*YOUR TASK*:
Using the passage on oxygen uptake in chronic heart failure, answer yes or no for each statement and quote the words of the passage that decide it. 1. In the one study that compared cardiac output, patients with chronic heart failure had a 32.9% lower cardiac output than healthy controls. 2. The study of the vastus lateralis muscle found significant group differences in tissue oxygen saturation. 3. The authors hypothesize that patients with chronic heart failure show lower values in central factors only.

*SOURCE PASSAGE*:

-- Opening Marker --

To our knowledge, there is only one study that has compared the cardiac output between patients with chronic heart failure and healthy controls [25]. In this study, patients with chronic heart failure had a 32.9% lower cardiac output than healthy controls. Furthermore, regarding the known reduced oxidative capacity of the entire muscular system in patients with chronic heart failure [26], there is only one study that has investigated differences between the aforementioned groups [19]. The results showed no significant group differences in tissue oxygen saturation of the vastus lateralis muscle by a cycling ergometer. However, testing was carried out on a submaximal level. As maximum oxygen uptake is the gold standard for risk stratification of chronic heart failure [6], it is reasonable to investigate central and peripheral factors at maximum level as well. Taken together, while there are few studies that investigated central factors of maximum oxygen uptake in both groups by the same research design revealing significant differences, peripheral factors at maximum load are not investigated, yet.

The aim of this study was to compare non-invasively measured central and peripheral factors of oxygen uptake between patients with chronic heart failure and healthy controls. Based on previous research [19, 25], we hypothesize that patients with chronic heart failure show lower values in both central and peripheral factors than healthy controls. Our findings will increase the understanding of underlying factors of oxygen uptake in patients with chronic heart failure, which will help in diagnosis and therapy.

-- Closing Marker --

*DATA EXTRACTS*:
-- Opening Marker --

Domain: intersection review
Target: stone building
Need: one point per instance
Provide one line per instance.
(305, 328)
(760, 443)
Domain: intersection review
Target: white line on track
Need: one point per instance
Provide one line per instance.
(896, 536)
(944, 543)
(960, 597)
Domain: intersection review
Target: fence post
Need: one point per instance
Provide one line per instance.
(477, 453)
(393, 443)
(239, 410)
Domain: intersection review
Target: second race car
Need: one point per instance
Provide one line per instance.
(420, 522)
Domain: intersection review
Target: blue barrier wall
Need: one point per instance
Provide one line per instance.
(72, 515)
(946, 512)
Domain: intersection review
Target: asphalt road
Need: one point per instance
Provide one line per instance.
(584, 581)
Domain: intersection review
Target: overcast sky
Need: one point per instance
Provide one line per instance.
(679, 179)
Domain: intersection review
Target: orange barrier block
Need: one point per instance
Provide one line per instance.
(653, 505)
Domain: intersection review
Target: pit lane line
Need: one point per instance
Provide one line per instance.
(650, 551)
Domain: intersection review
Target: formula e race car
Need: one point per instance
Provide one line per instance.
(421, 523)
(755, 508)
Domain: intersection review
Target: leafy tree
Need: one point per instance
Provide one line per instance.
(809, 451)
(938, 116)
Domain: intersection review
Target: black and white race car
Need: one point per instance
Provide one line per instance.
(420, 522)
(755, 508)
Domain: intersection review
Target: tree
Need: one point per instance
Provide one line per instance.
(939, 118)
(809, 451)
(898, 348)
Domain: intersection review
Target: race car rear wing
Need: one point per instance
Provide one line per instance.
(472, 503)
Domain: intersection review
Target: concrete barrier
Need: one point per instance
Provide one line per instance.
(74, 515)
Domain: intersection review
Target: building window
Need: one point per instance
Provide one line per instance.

-- Closing Marker --

*WRITTEN REPLY*:
1. Yes: "patients with chronic heart failure had a 32.9% lower cardiac output than healthy controls"
2. No: "The results showed no significant group differences in tissue oxygen saturation of the vastus lateralis muscle"
3. No: "we hypothesize that patients with chronic heart failure show lower values in both central and peripheral factors than healthy controls"